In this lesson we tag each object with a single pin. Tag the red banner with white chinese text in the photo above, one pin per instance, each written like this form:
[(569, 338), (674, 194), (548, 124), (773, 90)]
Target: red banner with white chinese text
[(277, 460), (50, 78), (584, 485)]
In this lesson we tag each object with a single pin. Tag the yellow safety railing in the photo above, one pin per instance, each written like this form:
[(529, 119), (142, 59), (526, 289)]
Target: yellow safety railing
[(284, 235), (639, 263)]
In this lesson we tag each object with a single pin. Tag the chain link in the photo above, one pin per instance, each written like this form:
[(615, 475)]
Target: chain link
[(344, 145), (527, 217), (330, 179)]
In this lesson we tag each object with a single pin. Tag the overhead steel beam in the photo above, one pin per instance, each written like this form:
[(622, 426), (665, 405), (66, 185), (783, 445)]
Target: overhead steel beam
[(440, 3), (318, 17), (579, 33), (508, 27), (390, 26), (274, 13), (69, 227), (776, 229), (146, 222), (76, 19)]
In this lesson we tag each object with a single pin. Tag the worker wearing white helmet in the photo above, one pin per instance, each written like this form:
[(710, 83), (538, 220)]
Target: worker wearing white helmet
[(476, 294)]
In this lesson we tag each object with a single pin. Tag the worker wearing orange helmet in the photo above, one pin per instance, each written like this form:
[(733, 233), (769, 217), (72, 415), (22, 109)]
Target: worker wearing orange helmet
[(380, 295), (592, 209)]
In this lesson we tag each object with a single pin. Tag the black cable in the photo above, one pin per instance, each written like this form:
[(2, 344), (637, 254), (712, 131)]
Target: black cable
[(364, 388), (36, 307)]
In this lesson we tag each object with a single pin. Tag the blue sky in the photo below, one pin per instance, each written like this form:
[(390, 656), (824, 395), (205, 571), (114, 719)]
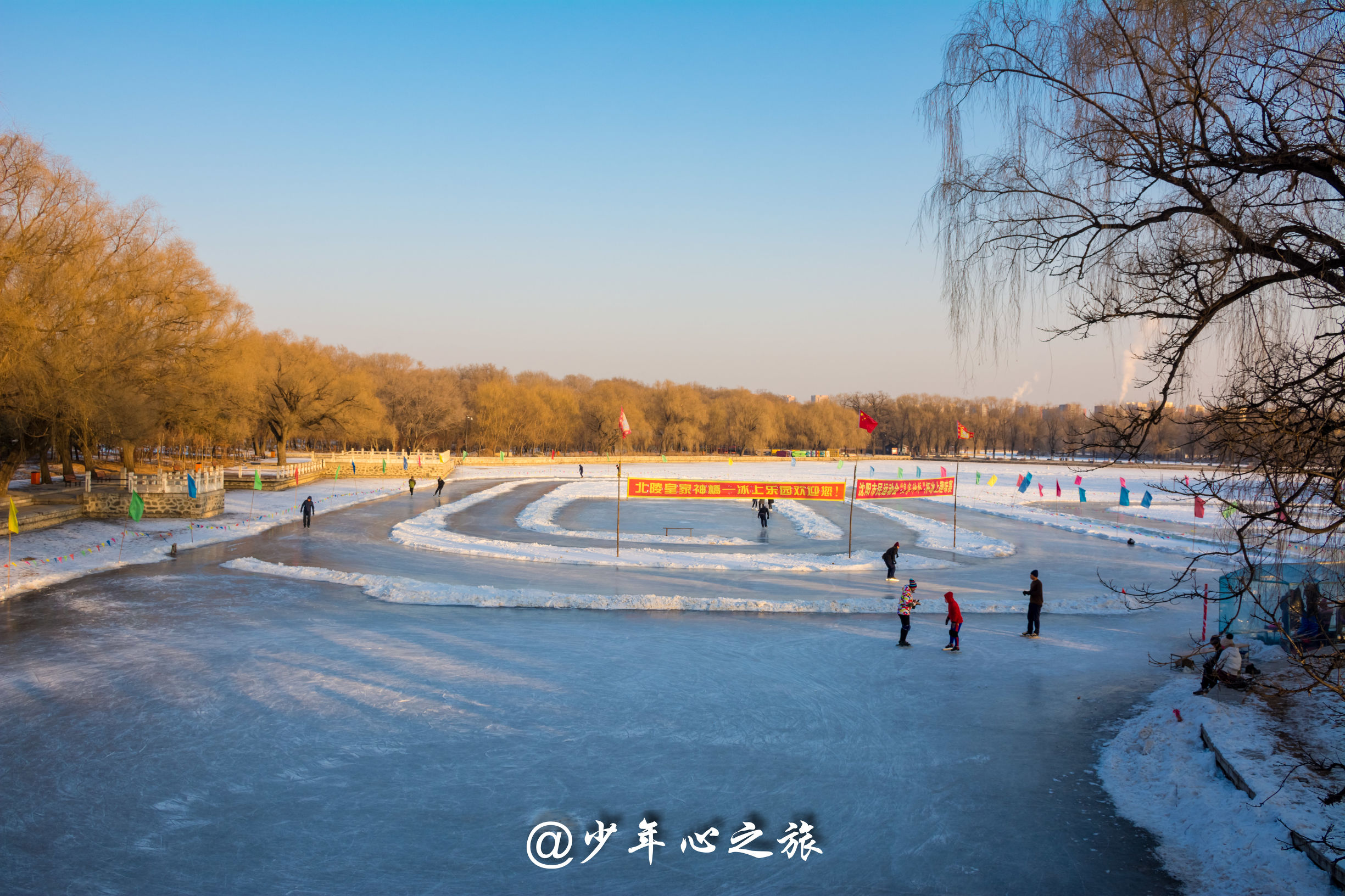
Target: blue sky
[(723, 193)]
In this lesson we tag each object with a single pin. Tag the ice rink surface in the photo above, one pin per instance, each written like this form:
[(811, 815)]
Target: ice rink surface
[(186, 728)]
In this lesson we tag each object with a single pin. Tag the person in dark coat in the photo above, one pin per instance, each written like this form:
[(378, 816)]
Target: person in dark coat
[(890, 557), (1035, 602)]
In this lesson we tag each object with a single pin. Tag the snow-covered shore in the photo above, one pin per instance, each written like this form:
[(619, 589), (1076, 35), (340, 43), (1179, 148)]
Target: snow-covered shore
[(1212, 836), (409, 591), (85, 547)]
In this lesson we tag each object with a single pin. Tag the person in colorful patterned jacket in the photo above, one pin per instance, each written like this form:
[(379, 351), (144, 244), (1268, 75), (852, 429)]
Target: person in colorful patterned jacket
[(908, 603)]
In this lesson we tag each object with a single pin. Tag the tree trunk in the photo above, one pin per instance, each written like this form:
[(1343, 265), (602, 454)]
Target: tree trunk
[(42, 461), (68, 464)]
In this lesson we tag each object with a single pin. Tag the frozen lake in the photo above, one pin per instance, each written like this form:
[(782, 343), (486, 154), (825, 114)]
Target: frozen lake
[(185, 728)]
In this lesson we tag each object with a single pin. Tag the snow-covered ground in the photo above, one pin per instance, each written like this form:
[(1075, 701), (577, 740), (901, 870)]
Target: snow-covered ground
[(1212, 836), (540, 516), (85, 547)]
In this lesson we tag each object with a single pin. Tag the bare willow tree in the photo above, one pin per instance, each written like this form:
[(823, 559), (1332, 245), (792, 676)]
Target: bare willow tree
[(1177, 169)]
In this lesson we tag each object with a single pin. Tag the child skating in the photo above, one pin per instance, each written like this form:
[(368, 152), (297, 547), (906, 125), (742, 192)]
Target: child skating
[(954, 620), (904, 610)]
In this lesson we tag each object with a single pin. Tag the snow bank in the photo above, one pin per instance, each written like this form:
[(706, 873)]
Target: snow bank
[(82, 545), (1211, 836), (428, 530), (936, 535), (397, 590), (540, 516)]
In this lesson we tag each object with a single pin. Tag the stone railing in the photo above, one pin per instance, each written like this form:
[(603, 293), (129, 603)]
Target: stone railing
[(169, 483)]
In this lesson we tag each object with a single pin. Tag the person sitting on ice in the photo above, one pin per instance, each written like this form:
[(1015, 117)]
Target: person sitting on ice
[(1230, 665), (954, 622), (904, 610)]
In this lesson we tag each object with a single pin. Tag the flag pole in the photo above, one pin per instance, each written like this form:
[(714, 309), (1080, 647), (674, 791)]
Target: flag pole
[(957, 473), (849, 544)]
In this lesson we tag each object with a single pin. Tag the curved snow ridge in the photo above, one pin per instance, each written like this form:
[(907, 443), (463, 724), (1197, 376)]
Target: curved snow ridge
[(399, 590), (933, 533), (1086, 527), (428, 530), (809, 522), (540, 516)]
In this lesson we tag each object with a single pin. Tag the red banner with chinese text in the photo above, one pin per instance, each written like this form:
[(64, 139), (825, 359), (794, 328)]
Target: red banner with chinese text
[(879, 489), (720, 489)]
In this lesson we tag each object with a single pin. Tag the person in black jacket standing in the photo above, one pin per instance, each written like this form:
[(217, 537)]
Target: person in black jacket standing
[(1035, 602), (890, 557)]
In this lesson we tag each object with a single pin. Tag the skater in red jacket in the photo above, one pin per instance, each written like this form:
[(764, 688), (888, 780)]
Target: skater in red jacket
[(954, 620)]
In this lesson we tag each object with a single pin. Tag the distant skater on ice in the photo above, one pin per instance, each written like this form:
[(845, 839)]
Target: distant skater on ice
[(954, 620), (890, 557), (904, 610)]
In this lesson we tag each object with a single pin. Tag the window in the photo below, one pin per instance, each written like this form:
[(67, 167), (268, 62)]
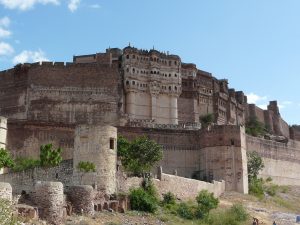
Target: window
[(112, 143)]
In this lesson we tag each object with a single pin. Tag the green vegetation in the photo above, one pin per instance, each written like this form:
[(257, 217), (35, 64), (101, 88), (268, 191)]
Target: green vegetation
[(236, 215), (50, 157), (255, 128), (6, 159), (6, 213), (206, 120), (25, 164), (255, 164), (144, 198), (169, 199), (140, 155), (86, 167)]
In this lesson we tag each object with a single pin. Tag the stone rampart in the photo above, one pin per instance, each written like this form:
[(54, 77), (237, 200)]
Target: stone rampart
[(3, 132), (49, 197), (25, 180), (5, 191), (82, 198), (282, 161), (183, 188)]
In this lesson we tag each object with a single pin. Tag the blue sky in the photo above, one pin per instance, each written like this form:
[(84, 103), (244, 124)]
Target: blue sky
[(253, 43)]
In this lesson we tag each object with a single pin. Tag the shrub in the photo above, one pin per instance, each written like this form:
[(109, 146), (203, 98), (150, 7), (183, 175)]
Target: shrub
[(169, 199), (269, 179), (25, 164), (6, 159), (141, 200), (85, 166), (6, 213), (271, 189), (185, 211), (238, 212), (206, 202), (256, 187)]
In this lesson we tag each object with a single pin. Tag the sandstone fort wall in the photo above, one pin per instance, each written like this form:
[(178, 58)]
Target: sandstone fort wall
[(3, 132), (282, 161), (24, 138), (182, 188), (25, 180)]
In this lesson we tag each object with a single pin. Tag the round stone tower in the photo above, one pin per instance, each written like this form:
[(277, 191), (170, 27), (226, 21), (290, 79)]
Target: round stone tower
[(96, 144), (3, 131)]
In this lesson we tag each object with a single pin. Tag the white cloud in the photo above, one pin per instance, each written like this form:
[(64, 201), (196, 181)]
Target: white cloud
[(5, 49), (30, 56), (4, 22), (73, 5), (26, 4), (263, 106), (4, 33), (253, 98), (95, 6)]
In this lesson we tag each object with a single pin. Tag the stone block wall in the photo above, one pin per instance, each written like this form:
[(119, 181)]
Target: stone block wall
[(183, 188), (25, 180), (24, 138), (5, 191), (282, 161), (49, 197), (3, 131), (98, 144)]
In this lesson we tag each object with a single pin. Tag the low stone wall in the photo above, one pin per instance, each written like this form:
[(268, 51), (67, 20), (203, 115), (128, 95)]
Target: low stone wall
[(5, 191), (183, 188), (49, 197), (82, 198), (25, 180)]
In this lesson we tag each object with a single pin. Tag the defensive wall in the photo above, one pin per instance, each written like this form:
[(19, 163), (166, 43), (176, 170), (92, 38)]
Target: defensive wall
[(3, 132), (183, 188), (62, 93), (282, 160)]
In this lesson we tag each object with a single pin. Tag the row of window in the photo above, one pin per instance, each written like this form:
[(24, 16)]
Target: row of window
[(151, 72), (146, 85), (154, 59)]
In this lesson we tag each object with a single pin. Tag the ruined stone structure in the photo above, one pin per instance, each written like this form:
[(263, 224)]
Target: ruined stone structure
[(81, 106), (3, 131)]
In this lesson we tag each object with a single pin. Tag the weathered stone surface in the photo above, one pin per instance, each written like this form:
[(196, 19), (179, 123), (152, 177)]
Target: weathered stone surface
[(26, 211), (82, 198), (49, 198), (6, 191)]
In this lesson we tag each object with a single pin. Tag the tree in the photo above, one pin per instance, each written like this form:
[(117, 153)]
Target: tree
[(254, 165), (50, 157), (85, 167), (140, 155), (255, 128), (207, 119), (122, 147), (206, 202), (5, 159)]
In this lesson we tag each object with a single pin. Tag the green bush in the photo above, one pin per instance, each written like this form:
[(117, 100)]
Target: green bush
[(6, 213), (185, 211), (169, 199), (206, 202), (269, 179), (256, 187), (271, 189), (238, 212), (141, 200), (25, 164)]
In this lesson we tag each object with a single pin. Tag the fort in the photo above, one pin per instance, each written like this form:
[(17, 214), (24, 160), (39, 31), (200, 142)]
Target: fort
[(84, 105)]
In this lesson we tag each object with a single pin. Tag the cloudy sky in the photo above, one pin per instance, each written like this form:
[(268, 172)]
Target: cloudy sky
[(253, 43)]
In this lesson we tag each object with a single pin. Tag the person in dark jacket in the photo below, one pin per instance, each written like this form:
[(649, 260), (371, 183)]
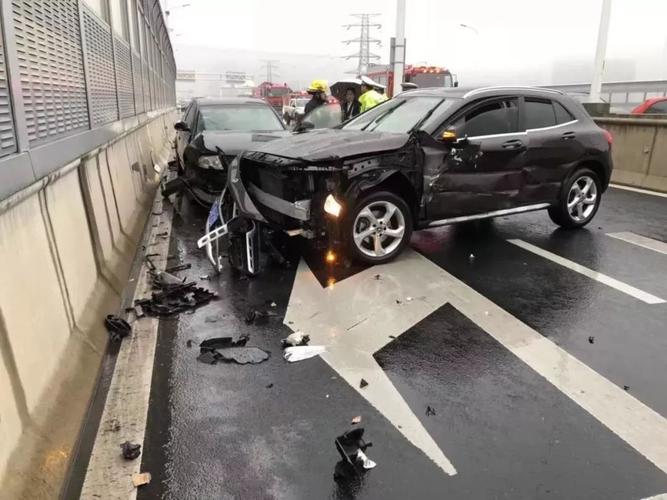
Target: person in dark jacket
[(318, 91), (351, 105)]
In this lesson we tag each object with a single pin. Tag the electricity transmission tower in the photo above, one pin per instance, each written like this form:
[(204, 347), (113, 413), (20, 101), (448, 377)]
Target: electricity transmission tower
[(364, 55), (269, 66)]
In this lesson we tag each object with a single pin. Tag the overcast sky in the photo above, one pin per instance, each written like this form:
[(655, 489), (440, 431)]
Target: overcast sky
[(523, 40)]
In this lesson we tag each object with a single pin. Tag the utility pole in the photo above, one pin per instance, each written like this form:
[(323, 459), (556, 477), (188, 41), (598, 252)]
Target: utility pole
[(600, 51), (270, 65), (364, 54), (399, 47)]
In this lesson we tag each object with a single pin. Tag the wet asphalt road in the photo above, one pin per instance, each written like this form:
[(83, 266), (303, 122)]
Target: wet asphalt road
[(267, 431)]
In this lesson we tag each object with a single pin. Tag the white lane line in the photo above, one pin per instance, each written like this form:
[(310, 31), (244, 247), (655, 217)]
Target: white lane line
[(638, 190), (641, 241), (639, 426), (371, 304), (594, 275), (108, 474)]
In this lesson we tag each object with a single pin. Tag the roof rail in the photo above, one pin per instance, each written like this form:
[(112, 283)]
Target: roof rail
[(511, 87)]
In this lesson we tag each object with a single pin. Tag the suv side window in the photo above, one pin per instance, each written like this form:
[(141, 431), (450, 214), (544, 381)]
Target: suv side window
[(562, 114), (495, 117), (539, 113)]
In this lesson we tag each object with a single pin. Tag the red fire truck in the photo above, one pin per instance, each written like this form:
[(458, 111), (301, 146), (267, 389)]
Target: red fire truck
[(273, 93), (422, 76)]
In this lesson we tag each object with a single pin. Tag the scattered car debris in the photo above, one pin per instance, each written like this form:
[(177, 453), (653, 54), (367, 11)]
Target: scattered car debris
[(351, 446), (165, 280), (130, 450), (243, 355), (222, 342), (208, 357), (180, 267), (176, 299), (296, 339), (117, 327), (299, 353), (141, 479)]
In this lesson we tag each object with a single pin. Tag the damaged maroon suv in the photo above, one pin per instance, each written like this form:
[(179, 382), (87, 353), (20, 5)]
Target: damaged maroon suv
[(425, 158)]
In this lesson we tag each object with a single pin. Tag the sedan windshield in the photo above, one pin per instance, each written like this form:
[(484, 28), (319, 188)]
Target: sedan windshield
[(239, 117), (397, 115)]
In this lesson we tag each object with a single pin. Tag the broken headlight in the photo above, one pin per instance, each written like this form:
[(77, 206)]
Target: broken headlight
[(212, 161)]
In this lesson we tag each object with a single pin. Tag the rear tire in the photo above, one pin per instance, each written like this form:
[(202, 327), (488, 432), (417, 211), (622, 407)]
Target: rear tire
[(378, 228), (578, 201)]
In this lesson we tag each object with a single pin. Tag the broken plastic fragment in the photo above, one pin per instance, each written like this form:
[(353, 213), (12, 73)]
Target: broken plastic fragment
[(243, 355), (299, 353), (366, 462), (141, 479), (296, 339), (117, 327), (130, 450)]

Travail à faire: Recopiez mot pour mot la partie qui commence par la ligne contenant « the tree trunk » et s'achève sur la ligne contenant « 590), (540, 516)] ». Ces deux lignes sont incluses.

Réponse rédigée:
In this lesson we tag each object with a single pin. Tag the tree trunk in the photo above, one pin per instance, each written like this form:
[(1343, 265), (602, 454)]
Target: tree trunk
[(42, 461), (68, 464)]
In this lesson we tag each object with a single pin. Tag the frozen lake in the photo above, one pin per instance, each written like this form:
[(782, 343), (486, 154), (825, 114)]
Target: frozen lake
[(185, 728)]
In this lesson we tag each object with a single pin. Tag the snow-covered ground in the photo above, one pin per instance, each written like this form:
[(1075, 701), (577, 740), (901, 870)]
Target: snow-covered ground
[(1212, 836), (540, 516), (85, 547)]
In this lesson we tag each object with a single pin. Tag the bare willow tree in the photo above, one pin per instance, each written like this form:
[(823, 559), (1332, 245), (792, 676)]
Target: bare willow tree
[(1177, 169)]
In this lesson we tag each object with a single pin. Tag the child skating in the photo above, one pin per instance, each written like this form:
[(368, 152), (297, 547), (906, 125), (742, 192)]
Target: child skating
[(954, 620), (904, 610)]
In this lesson we tag each object with a single pin. Tag the snow bank in the photo above, one pin per instance, each written like this form:
[(706, 873)]
Target: snow bank
[(82, 545), (1211, 836), (428, 530), (936, 535), (397, 590), (540, 516)]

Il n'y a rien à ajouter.